> _WHAT THE EXERCISE ASKS_: Rewrite the items below with "tree" changed to "shrub" and everything else left the same. Leave the pictures out.

********************

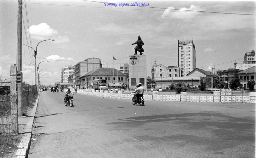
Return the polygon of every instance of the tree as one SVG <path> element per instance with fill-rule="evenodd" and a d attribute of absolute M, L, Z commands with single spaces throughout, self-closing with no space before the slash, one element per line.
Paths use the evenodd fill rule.
<path fill-rule="evenodd" d="M 200 82 L 201 83 L 200 86 L 200 90 L 201 91 L 204 91 L 206 89 L 206 83 L 204 82 L 202 78 L 200 80 Z"/>
<path fill-rule="evenodd" d="M 227 88 L 228 87 L 228 84 L 225 83 L 224 81 L 220 81 L 219 87 L 219 89 Z"/>
<path fill-rule="evenodd" d="M 172 90 L 173 89 L 173 87 L 174 87 L 174 85 L 172 83 L 172 84 L 170 84 L 169 85 L 169 87 L 170 88 L 170 89 L 171 89 L 171 90 Z"/>
<path fill-rule="evenodd" d="M 236 88 L 240 86 L 240 79 L 236 78 L 231 80 L 229 86 L 230 89 L 236 89 Z"/>
<path fill-rule="evenodd" d="M 215 71 L 215 72 L 217 74 L 217 75 L 219 78 L 221 76 L 223 71 L 221 69 L 217 69 Z"/>
<path fill-rule="evenodd" d="M 248 81 L 247 82 L 247 85 L 248 85 L 249 89 L 250 91 L 253 91 L 254 89 L 254 86 L 255 85 L 255 81 Z"/>
<path fill-rule="evenodd" d="M 220 82 L 219 78 L 218 77 L 215 77 L 213 79 L 213 84 L 215 86 L 215 88 L 218 88 L 219 85 L 219 83 Z"/>
<path fill-rule="evenodd" d="M 181 92 L 183 91 L 184 89 L 187 88 L 186 84 L 180 82 L 176 83 L 175 85 L 176 86 L 175 90 L 176 91 L 177 94 L 180 94 Z"/>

********************

> _RESPONSE TO THE EXERCISE_:
Return the polygon of every instance of the shrub as one SVG <path> element per instance with fill-rule="evenodd" and a d attribute of absolute M, L, Z commands with single spaces throughout, self-closing with no space before the slash, one element per line.
Paths use the evenodd fill rule.
<path fill-rule="evenodd" d="M 200 82 L 201 83 L 200 86 L 200 90 L 201 91 L 204 91 L 206 89 L 206 83 L 204 82 L 202 78 L 200 80 Z"/>
<path fill-rule="evenodd" d="M 227 88 L 228 87 L 228 84 L 225 83 L 224 81 L 220 81 L 219 87 L 219 89 Z"/>
<path fill-rule="evenodd" d="M 172 90 L 173 89 L 173 87 L 174 87 L 174 85 L 172 83 L 172 84 L 170 84 L 169 85 L 169 87 L 170 88 L 170 89 L 171 89 L 171 90 Z"/>
<path fill-rule="evenodd" d="M 236 88 L 240 86 L 240 79 L 236 78 L 231 80 L 229 86 L 230 89 L 236 89 Z"/>
<path fill-rule="evenodd" d="M 215 71 L 215 72 L 217 74 L 217 75 L 219 78 L 221 76 L 223 71 L 221 69 L 217 69 Z"/>
<path fill-rule="evenodd" d="M 248 81 L 247 82 L 247 85 L 248 85 L 249 89 L 250 91 L 253 91 L 254 89 L 254 86 L 255 85 L 255 81 Z"/>
<path fill-rule="evenodd" d="M 220 82 L 219 78 L 218 77 L 215 77 L 213 79 L 213 84 L 215 86 L 215 88 L 218 88 L 219 85 L 219 83 Z"/>
<path fill-rule="evenodd" d="M 181 92 L 183 91 L 184 89 L 187 88 L 186 84 L 180 82 L 176 83 L 175 85 L 176 86 L 175 90 L 176 91 L 177 94 L 180 94 Z"/>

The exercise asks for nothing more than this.